━━━━━ SOURCE DOCUMENT

In triangle \(ABC\), segment \(FG\) is parallel to segment \(AC\). We can show that corresponding angles in triangle \(ACB\) and triangle \(GFB\) are congruent, so the triangles are similar by the Angle-Angle Triangle Similarity Theorem. There must be a dilation that sends triangle \(GFB\) to triangle \(ACB\), and so pairs of corresponding side lengths are in the same proportion. Then we can show that segment \(GF\) divides segments \(AB\) and \(CB\) proportionally. In other words, \(\frac{BG}{GA}\)=\(\frac{BF}{FC}\).

\(\overleftrightarrow{FG} \parallel \overleftrightarrow{AC}\)

Triangle A B C. Point G on segment A B. Point F on segment B C. Directed line segments A C and G F drawn with arrows point towards Points C and F.
 

For example, suppose \(G\) is \(\frac23\) of the way from \(A\) to \(B\) and \(F\) is \(\frac23\) of the way from \(C\) to \(B\). Then if \(BA=9\) and \(BC=12\), we know that \(GA=6\) and \(FC=8\). What will \(BG\) and \(BF\) equal? Since \(BG=3\) and \(BF=4\), we know that \(\frac36=\frac48\) and can show that \(\frac{BG}{GA}\)=\(\frac{BF}{FC}\).

This argument holds in general. A segment in a triangle that is parallel to one side of the triangle divides the other 2 sides of the triangle proportionally.

━━━━━━━━━━
━━━━━ DATA LINES

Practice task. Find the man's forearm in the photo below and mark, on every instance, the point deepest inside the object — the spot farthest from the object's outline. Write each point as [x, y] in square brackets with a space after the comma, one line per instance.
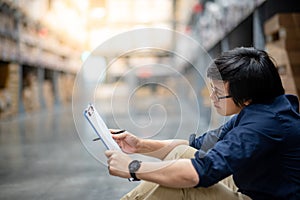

━━━━━━━━━━

WORK INSTRUCTIONS:
- 1) Extract the portion of the geometry passage starting at "This argument holds" and ending at "the triangle proportionally.".
- 2) According to the geometry passage, which theorem establishes that triangles ACB and GFB are similar?
The data placed after the geometry passage was taken from a separate source.

SOLUTIONS TO THE EXERCISE:
- 1)
This argument holds in general. A segment in a triangle that is parallel to one side of the triangle divides the other 2 sides of the triangle proportionally.

- 2) The Angle-Angle Triangle Similarity Theorem.